- [Objective a]: Format the stored entries, from the start of the rows through the line that contains "61 88 L 70 88", as a Markdown table with the columns Row and Line, skipping blank lines. Leave the pictures out of the table.

- [Passage provided]:
--- start ---

There is also a certain rhythmical passage that I had worked out completely acwireing to Pi (a large decrescendo of scattered gong beats filled with the quiet metallic sounds of cymbals and triangle) but when we rehearsed it sounded so mathematical and artificial that I decided to take away the bar marks and approach the rhythms improvisationally as a suggestion. What a difference in the way we played, how committed. The music sounded from within. Reading eyes take away a lot of receptivity in listening.  Give musicians the freedom. ‘Choose your timing, finish your sound. Don’t rush to the next sound. Take your time and make your own story’.”    

You put the ball largely in the musicians’ court. Does a composer get enough time to communicate with musicians?    

“I do indeed put the ball in the musicians’ court, but there is a relatively strict framework that determines the direction. I find communication one of the most enjoyable aspects of composing. Searching together in this very detailed matter for the best possible way of expressing something.  They are the specialists with tons of experience and can inform me best of what can and cannot be done on their instrument.

--- end ---

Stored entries
--- start ---

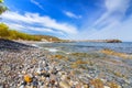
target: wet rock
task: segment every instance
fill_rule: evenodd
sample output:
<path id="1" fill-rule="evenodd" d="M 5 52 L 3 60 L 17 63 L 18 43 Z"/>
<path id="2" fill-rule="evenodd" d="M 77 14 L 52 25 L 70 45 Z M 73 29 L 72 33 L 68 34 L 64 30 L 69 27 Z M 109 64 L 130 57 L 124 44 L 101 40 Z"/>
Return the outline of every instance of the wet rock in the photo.
<path id="1" fill-rule="evenodd" d="M 24 81 L 31 82 L 32 80 L 32 75 L 24 75 Z"/>
<path id="2" fill-rule="evenodd" d="M 61 88 L 70 88 L 69 84 L 66 80 L 59 82 Z"/>

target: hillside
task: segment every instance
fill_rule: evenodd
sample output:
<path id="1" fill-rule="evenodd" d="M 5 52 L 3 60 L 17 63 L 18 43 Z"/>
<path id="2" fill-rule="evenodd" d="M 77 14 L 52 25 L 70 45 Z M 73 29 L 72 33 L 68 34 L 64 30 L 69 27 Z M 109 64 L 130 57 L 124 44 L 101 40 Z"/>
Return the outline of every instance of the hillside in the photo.
<path id="1" fill-rule="evenodd" d="M 61 41 L 58 37 L 50 35 L 31 35 L 19 31 L 10 30 L 4 23 L 0 23 L 0 37 L 8 40 L 25 40 L 25 41 Z"/>

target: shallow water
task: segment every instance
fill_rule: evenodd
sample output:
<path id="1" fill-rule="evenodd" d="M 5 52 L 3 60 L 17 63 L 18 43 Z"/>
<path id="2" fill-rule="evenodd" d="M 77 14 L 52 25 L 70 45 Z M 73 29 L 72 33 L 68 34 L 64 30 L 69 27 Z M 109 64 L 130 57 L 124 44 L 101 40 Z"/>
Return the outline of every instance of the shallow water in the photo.
<path id="1" fill-rule="evenodd" d="M 132 42 L 124 43 L 88 43 L 88 42 L 79 42 L 79 43 L 48 43 L 48 44 L 37 44 L 44 48 L 54 48 L 56 51 L 63 52 L 79 52 L 79 53 L 88 53 L 100 51 L 103 48 L 113 50 L 116 52 L 132 54 Z"/>

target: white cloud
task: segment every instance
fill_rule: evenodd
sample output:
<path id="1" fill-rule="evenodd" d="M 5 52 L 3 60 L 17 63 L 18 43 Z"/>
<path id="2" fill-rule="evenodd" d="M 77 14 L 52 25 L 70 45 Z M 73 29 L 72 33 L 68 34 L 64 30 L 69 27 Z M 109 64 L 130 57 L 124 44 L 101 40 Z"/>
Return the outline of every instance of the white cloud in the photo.
<path id="1" fill-rule="evenodd" d="M 86 28 L 79 36 L 85 40 L 120 38 L 132 41 L 132 16 L 122 20 L 127 16 L 125 12 L 131 4 L 130 0 L 105 0 L 105 3 L 107 11 L 95 21 L 91 28 Z"/>
<path id="2" fill-rule="evenodd" d="M 41 6 L 37 1 L 31 0 L 31 2 L 36 4 L 40 9 L 44 10 L 43 6 Z"/>
<path id="3" fill-rule="evenodd" d="M 40 32 L 59 32 L 65 34 L 76 34 L 78 31 L 75 26 L 68 23 L 58 23 L 55 19 L 51 19 L 50 16 L 40 16 L 38 13 L 25 13 L 24 15 L 16 13 L 16 12 L 6 12 L 2 15 L 3 20 L 12 21 L 10 25 L 13 29 L 23 28 L 32 31 L 40 31 Z M 16 23 L 16 24 L 15 24 Z M 26 24 L 26 25 L 25 25 Z M 41 26 L 35 26 L 38 24 Z M 23 29 L 24 30 L 24 29 Z"/>
<path id="4" fill-rule="evenodd" d="M 69 18 L 74 18 L 74 19 L 80 19 L 81 18 L 81 15 L 76 15 L 75 13 L 72 13 L 69 11 L 64 11 L 64 13 Z"/>

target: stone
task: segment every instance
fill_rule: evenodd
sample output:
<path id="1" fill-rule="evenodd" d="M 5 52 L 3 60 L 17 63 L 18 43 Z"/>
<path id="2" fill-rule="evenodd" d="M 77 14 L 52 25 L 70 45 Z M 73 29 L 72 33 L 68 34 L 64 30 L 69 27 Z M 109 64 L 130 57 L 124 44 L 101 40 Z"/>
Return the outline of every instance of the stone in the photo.
<path id="1" fill-rule="evenodd" d="M 32 81 L 32 77 L 30 75 L 24 75 L 24 81 L 31 82 Z"/>

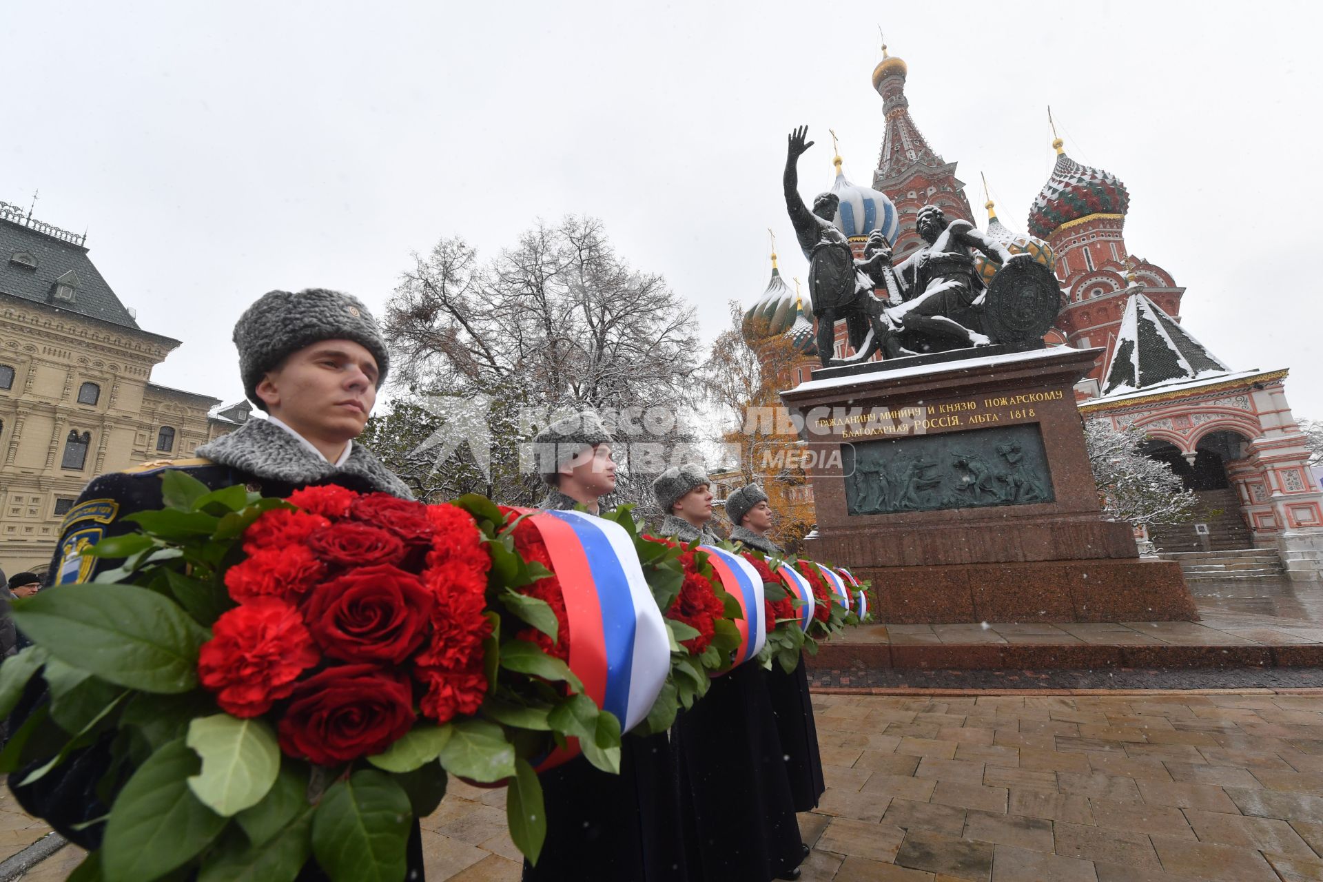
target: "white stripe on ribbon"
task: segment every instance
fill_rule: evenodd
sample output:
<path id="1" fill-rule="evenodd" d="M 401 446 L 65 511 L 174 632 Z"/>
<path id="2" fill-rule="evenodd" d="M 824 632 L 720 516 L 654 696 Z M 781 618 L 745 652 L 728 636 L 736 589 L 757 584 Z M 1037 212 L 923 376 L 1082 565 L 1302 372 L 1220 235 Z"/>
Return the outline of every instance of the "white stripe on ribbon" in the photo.
<path id="1" fill-rule="evenodd" d="M 627 733 L 638 726 L 652 710 L 652 703 L 662 693 L 665 678 L 671 673 L 671 640 L 667 636 L 662 610 L 658 608 L 648 581 L 639 563 L 639 553 L 624 528 L 614 521 L 603 521 L 585 512 L 557 512 L 561 516 L 582 518 L 593 529 L 599 530 L 620 561 L 624 579 L 630 586 L 630 599 L 634 602 L 634 668 L 630 672 L 630 701 L 626 718 L 620 721 L 620 731 Z M 603 628 L 620 627 L 619 623 L 603 621 Z"/>

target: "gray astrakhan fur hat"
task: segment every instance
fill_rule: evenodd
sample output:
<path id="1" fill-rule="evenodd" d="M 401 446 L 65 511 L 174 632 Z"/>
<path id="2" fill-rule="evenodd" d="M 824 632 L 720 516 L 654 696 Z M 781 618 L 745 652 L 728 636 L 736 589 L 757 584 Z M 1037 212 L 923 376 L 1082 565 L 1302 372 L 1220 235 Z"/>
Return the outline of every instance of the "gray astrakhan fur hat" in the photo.
<path id="1" fill-rule="evenodd" d="M 742 526 L 740 521 L 758 502 L 766 502 L 767 495 L 757 484 L 745 484 L 737 491 L 732 491 L 726 497 L 726 517 L 732 526 Z"/>
<path id="2" fill-rule="evenodd" d="M 583 452 L 586 447 L 610 444 L 611 432 L 602 424 L 597 411 L 585 410 L 557 419 L 533 436 L 533 461 L 537 463 L 542 481 L 557 487 L 561 465 Z"/>
<path id="3" fill-rule="evenodd" d="M 671 513 L 671 506 L 676 501 L 692 491 L 696 487 L 703 487 L 704 484 L 710 484 L 712 480 L 708 477 L 708 469 L 697 463 L 685 463 L 684 465 L 672 465 L 652 481 L 652 492 L 658 495 L 658 505 L 662 506 L 662 512 L 665 514 Z"/>
<path id="4" fill-rule="evenodd" d="M 352 340 L 377 360 L 377 389 L 386 381 L 390 356 L 377 320 L 357 298 L 327 288 L 267 291 L 239 316 L 234 345 L 239 350 L 243 394 L 266 410 L 257 386 L 284 358 L 319 340 Z"/>

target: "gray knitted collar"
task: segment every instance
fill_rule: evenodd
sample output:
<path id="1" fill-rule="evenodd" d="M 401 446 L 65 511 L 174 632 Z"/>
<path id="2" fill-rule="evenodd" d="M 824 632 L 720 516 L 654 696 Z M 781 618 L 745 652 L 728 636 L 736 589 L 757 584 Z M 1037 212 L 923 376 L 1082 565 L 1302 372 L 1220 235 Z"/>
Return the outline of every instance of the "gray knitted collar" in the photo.
<path id="1" fill-rule="evenodd" d="M 736 526 L 736 528 L 732 528 L 732 530 L 730 530 L 730 541 L 732 542 L 744 542 L 749 547 L 757 549 L 758 551 L 762 551 L 763 554 L 785 554 L 785 551 L 781 550 L 779 545 L 777 545 L 775 542 L 773 542 L 771 540 L 769 540 L 766 536 L 761 536 L 758 533 L 754 533 L 747 526 Z"/>
<path id="2" fill-rule="evenodd" d="M 542 497 L 542 501 L 537 504 L 537 508 L 550 512 L 573 512 L 579 505 L 582 505 L 582 502 L 579 502 L 577 499 L 562 493 L 561 488 L 553 487 L 550 491 L 548 491 L 546 496 Z M 598 514 L 606 510 L 601 505 L 602 504 L 598 502 Z M 593 512 L 589 512 L 589 514 Z"/>
<path id="3" fill-rule="evenodd" d="M 676 517 L 675 514 L 667 514 L 665 520 L 662 521 L 662 526 L 658 528 L 660 536 L 673 536 L 681 542 L 693 542 L 700 540 L 703 542 L 720 542 L 720 537 L 712 532 L 706 525 L 700 530 L 693 524 L 689 524 L 683 517 Z"/>
<path id="4" fill-rule="evenodd" d="M 197 455 L 254 477 L 298 485 L 352 475 L 373 491 L 413 499 L 409 487 L 363 444 L 355 444 L 345 464 L 336 468 L 299 444 L 294 435 L 265 419 L 250 419 L 229 435 L 202 444 Z"/>

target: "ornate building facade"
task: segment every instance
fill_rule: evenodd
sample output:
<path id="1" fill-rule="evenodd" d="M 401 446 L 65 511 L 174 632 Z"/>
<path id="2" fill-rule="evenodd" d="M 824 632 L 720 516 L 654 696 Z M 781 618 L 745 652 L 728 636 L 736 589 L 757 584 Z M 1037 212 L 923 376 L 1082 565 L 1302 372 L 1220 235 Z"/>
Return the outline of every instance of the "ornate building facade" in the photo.
<path id="1" fill-rule="evenodd" d="M 905 62 L 888 56 L 884 46 L 872 82 L 882 98 L 885 131 L 868 189 L 876 197 L 867 198 L 896 209 L 900 229 L 894 235 L 886 231 L 897 262 L 922 246 L 914 216 L 923 205 L 974 222 L 955 163 L 933 149 L 910 116 L 906 75 Z M 1028 233 L 1004 226 L 991 201 L 986 229 L 1012 253 L 1027 251 L 1056 272 L 1062 309 L 1045 342 L 1102 350 L 1077 386 L 1082 415 L 1143 428 L 1150 439 L 1146 452 L 1168 461 L 1187 487 L 1205 497 L 1208 512 L 1225 512 L 1208 516 L 1224 517 L 1224 530 L 1209 530 L 1208 524 L 1168 528 L 1158 543 L 1171 550 L 1275 549 L 1291 579 L 1320 578 L 1323 493 L 1311 477 L 1303 434 L 1286 403 L 1287 372 L 1237 372 L 1199 344 L 1180 324 L 1185 290 L 1126 245 L 1130 193 L 1125 184 L 1110 172 L 1072 160 L 1061 139 L 1052 145 L 1056 164 L 1032 204 Z M 844 204 L 839 157 L 836 163 L 833 192 Z M 848 181 L 844 186 L 853 188 Z M 876 226 L 882 214 L 875 210 L 871 217 Z M 837 214 L 836 225 L 860 257 L 868 230 L 847 229 L 847 220 Z M 995 264 L 982 257 L 976 263 L 990 280 Z M 771 304 L 782 320 L 746 320 L 745 336 L 754 345 L 786 333 L 802 345 L 803 360 L 787 378 L 792 387 L 808 380 L 818 362 L 812 315 L 806 300 L 790 299 L 775 261 L 773 280 L 749 315 L 759 307 L 766 312 Z M 848 353 L 840 323 L 836 356 Z"/>
<path id="2" fill-rule="evenodd" d="M 151 382 L 177 340 L 144 331 L 85 237 L 0 202 L 0 567 L 45 570 L 95 475 L 191 456 L 247 403 Z"/>

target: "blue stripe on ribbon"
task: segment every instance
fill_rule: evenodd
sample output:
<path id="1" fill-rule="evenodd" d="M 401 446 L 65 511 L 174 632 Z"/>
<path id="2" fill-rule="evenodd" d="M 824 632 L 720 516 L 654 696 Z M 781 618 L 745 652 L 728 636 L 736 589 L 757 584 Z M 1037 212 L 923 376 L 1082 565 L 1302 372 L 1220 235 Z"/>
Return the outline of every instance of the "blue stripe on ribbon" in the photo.
<path id="1" fill-rule="evenodd" d="M 758 632 L 754 628 L 762 627 L 763 615 L 763 611 L 758 608 L 758 595 L 753 592 L 753 581 L 749 579 L 749 574 L 745 573 L 744 567 L 736 562 L 734 555 L 729 551 L 722 551 L 710 545 L 700 545 L 699 547 L 708 554 L 720 557 L 736 577 L 740 594 L 744 595 L 745 625 L 747 625 L 747 640 L 745 640 L 744 657 L 740 661 L 749 661 L 749 657 L 753 655 L 753 647 L 758 641 Z"/>
<path id="2" fill-rule="evenodd" d="M 570 525 L 583 545 L 583 557 L 593 570 L 597 599 L 602 607 L 602 637 L 606 641 L 606 697 L 602 709 L 624 723 L 630 706 L 630 676 L 634 669 L 634 598 L 615 547 L 586 517 L 565 512 L 545 512 Z"/>
<path id="3" fill-rule="evenodd" d="M 840 201 L 840 225 L 845 227 L 845 235 L 859 235 L 856 231 L 859 227 L 855 226 L 855 206 L 845 200 Z"/>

--- end ---

- [Objective b]: Resume the interview passage on composing for musicians, continuing from its final sentence.

- [Exercise response a]:
| Row | Line |
|---|---|
| 1 | target: wet rock |
| 2 | task: segment every instance |
| 3 | fill_rule: evenodd |
| 4 | sample output: |
| 5 | <path id="1" fill-rule="evenodd" d="M 5 52 L 3 60 L 17 63 L 18 43 Z"/> |
| 6 | <path id="2" fill-rule="evenodd" d="M 77 14 L 52 25 L 70 45 Z M 73 29 L 72 33 L 68 34 L 64 30 L 69 27 Z M 109 64 L 130 57 L 124 44 L 101 40 Z"/> |
| 7 | Return the outline of every instance of the wet rock in the photo. |
| 8 | <path id="1" fill-rule="evenodd" d="M 24 81 L 31 82 L 32 80 L 32 75 L 24 75 Z"/> |
| 9 | <path id="2" fill-rule="evenodd" d="M 61 88 L 70 88 L 69 84 L 66 80 L 59 82 Z"/> |

- [Exercise response b]:
But the rehearsal time is indeed often very limited.  In contrast to theatre makers who work on a piece for weeks with actors and dramaturges, we just have two sessions to rehearse and to check whether the sound performance corresponds to what I imagined. Composing is a specific job and completely different from other artists. A visual artist      has his work full under control from beginning to end. I am dependent on the musicians, except when I make electronic music. Then I have everything under control and that is a very comfortable, although somewhat one-sided position. For Squaring the Circle, it will be a combination of both, four musicians and electronics. I consider the presence of musicians as a blessing, because control remains an illusion anyway. The perception of music by the listener is personal, and depends on frames of reference, focus and imagination. “.

WHAT: Squaring the Circle, world creation for 4 percussionists and electronics, by Heleen Van Haegenborgh

WHEN: The world premiere of Squaring the Circle is on Saturday 11 December at 19h00. Venue: Nona Arts Centre, Begijnenstraat 19, Mechelen

WHO: GAME (Aya Suzuki, Anita Cappuccinelli, Lucas Messler, Federico Tramontana)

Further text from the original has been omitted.